* [Task item]
Give back exactly the lines of the data below, starting with the line that has "point: glass office" and going on through the line that has "point: skyscraper |".

Records from a collection:
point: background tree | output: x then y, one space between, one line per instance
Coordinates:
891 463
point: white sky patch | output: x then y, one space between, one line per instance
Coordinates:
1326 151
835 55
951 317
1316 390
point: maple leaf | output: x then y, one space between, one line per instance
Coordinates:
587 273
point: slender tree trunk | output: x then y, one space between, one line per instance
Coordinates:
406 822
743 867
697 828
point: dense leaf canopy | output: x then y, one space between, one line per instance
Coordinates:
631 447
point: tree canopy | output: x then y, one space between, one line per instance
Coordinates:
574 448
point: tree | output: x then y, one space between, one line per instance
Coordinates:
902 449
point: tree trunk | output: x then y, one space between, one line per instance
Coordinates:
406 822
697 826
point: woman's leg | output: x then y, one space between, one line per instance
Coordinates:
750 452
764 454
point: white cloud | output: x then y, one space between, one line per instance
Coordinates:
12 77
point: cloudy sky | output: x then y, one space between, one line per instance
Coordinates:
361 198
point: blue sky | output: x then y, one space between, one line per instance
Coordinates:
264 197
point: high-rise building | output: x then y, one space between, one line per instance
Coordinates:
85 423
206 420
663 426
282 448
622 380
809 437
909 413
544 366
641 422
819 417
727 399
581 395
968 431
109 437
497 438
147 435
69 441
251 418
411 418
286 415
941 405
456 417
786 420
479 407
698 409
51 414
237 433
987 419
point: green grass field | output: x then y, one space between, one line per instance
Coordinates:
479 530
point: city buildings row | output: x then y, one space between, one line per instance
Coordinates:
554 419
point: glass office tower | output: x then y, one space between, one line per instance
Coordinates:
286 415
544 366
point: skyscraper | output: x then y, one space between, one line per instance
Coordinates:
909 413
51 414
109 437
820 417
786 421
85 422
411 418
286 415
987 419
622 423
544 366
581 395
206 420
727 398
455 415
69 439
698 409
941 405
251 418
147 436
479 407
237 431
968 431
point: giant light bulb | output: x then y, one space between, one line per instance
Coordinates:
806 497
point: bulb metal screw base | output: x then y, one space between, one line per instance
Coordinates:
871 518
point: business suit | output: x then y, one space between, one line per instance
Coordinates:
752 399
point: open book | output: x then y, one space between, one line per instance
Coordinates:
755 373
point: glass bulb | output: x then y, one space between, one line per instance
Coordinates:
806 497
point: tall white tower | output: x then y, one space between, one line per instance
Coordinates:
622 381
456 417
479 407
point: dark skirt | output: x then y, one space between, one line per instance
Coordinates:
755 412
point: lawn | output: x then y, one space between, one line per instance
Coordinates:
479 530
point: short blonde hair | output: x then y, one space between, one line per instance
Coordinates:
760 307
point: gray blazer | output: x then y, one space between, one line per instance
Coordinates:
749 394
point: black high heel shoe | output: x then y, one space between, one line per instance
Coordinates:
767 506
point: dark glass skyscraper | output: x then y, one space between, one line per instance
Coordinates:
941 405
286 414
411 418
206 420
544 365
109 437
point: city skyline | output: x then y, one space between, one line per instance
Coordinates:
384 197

...

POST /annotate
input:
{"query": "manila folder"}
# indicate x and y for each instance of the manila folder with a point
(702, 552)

* [Your solution]
point: glass office tower | output: x then y, one space between, one line per instance
Coordinates:
286 415
544 366
point: skyscraper | output: x then y, one space between, one line per instance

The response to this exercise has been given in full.